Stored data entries
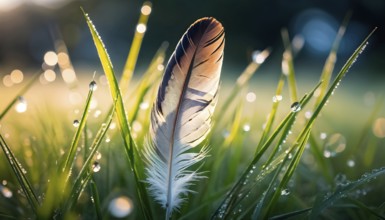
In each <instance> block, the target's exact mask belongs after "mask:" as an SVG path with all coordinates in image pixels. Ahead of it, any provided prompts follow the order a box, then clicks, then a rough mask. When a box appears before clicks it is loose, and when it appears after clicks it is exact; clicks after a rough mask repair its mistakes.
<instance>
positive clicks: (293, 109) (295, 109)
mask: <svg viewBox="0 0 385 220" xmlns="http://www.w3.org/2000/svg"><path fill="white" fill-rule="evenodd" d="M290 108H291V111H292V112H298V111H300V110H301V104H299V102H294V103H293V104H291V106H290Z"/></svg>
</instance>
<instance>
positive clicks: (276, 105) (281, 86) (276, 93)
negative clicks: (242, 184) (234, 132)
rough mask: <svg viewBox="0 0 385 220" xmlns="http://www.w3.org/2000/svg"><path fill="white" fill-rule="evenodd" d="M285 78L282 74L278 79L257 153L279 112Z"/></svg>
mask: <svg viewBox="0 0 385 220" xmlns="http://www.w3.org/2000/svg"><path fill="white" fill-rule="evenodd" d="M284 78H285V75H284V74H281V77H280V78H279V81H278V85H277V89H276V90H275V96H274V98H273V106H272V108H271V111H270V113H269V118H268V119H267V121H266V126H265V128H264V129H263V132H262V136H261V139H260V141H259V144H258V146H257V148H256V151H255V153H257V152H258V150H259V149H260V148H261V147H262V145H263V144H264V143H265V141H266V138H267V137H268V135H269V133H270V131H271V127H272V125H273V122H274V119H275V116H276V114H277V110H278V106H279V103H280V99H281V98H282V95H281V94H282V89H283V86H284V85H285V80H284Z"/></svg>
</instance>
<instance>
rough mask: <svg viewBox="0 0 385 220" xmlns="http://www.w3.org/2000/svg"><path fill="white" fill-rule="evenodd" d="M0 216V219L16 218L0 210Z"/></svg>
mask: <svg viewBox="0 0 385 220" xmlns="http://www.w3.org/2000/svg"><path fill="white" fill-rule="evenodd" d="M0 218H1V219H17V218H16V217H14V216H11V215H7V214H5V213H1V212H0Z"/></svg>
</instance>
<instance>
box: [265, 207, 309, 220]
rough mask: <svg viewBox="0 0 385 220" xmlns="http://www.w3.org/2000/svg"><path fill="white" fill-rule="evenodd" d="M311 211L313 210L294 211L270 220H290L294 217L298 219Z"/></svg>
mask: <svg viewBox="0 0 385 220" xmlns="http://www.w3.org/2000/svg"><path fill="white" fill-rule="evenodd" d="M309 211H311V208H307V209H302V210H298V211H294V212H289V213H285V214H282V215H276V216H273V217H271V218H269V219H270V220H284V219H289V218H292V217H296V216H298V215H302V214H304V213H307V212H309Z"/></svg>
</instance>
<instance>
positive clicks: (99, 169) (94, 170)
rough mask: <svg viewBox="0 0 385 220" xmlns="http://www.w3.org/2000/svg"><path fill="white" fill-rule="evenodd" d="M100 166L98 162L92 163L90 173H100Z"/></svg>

◆ Description of the task ◆
Repeat each entry exactly as given; no pictures belong in the copy.

◆ Solution for this task ◆
In each <instance> block, the target's exact mask belongs after "mask:" as an SVG path with all coordinates in image pixels. Ahead of it, any provided prompts follow the order a box, then clicks, then a rough mask. When a box appears before clicks it is loose, and when it appears after clicks it is exact; clicks after a rough mask repair its mistakes.
<instance>
positive clicks: (293, 109) (295, 109)
mask: <svg viewBox="0 0 385 220" xmlns="http://www.w3.org/2000/svg"><path fill="white" fill-rule="evenodd" d="M290 108H291V111H292V112H298V111H300V110H301V104H299V102H294V103H293V104H291V106H290Z"/></svg>
</instance>
<instance>
positive clicks: (276, 105) (281, 86) (276, 93)
negative clicks: (242, 184) (234, 132)
rough mask: <svg viewBox="0 0 385 220" xmlns="http://www.w3.org/2000/svg"><path fill="white" fill-rule="evenodd" d="M285 78L282 74L278 79L257 153L279 112Z"/></svg>
mask: <svg viewBox="0 0 385 220" xmlns="http://www.w3.org/2000/svg"><path fill="white" fill-rule="evenodd" d="M284 78H285V75H284V74H281V77H280V78H279V81H278V85H277V89H276V90H275V96H274V98H273V106H272V108H271V111H270V113H269V118H268V119H267V121H266V126H265V128H264V129H263V132H262V136H261V139H260V141H259V144H258V146H257V148H256V151H255V153H257V152H258V150H259V149H260V148H261V147H262V145H263V144H264V143H265V141H266V138H267V137H268V135H269V133H270V131H271V127H272V125H273V122H274V119H275V116H276V114H277V110H278V106H279V103H280V99H281V98H282V95H281V94H282V89H283V86H284V85H285V80H284Z"/></svg>
</instance>
<instance>
rough mask: <svg viewBox="0 0 385 220" xmlns="http://www.w3.org/2000/svg"><path fill="white" fill-rule="evenodd" d="M0 216V219L16 218L0 210Z"/></svg>
mask: <svg viewBox="0 0 385 220" xmlns="http://www.w3.org/2000/svg"><path fill="white" fill-rule="evenodd" d="M0 218H1V219H17V218H16V217H14V216H11V215H7V214H5V213H1V212H0Z"/></svg>
</instance>
<instance>
box: [265, 207, 309, 220]
rough mask: <svg viewBox="0 0 385 220" xmlns="http://www.w3.org/2000/svg"><path fill="white" fill-rule="evenodd" d="M311 211L313 210L294 211L270 220H290L294 217L298 219Z"/></svg>
mask: <svg viewBox="0 0 385 220" xmlns="http://www.w3.org/2000/svg"><path fill="white" fill-rule="evenodd" d="M309 211H311V208H307V209H302V210H298V211H294V212H289V213H285V214H282V215H276V216H273V217H271V218H269V219H270V220H284V219H289V218H292V217H296V216H298V215H302V214H304V213H307V212H309Z"/></svg>
</instance>
<instance>
positive clicks: (99, 169) (94, 170)
rough mask: <svg viewBox="0 0 385 220" xmlns="http://www.w3.org/2000/svg"><path fill="white" fill-rule="evenodd" d="M100 166L98 162L92 163L90 173H100Z"/></svg>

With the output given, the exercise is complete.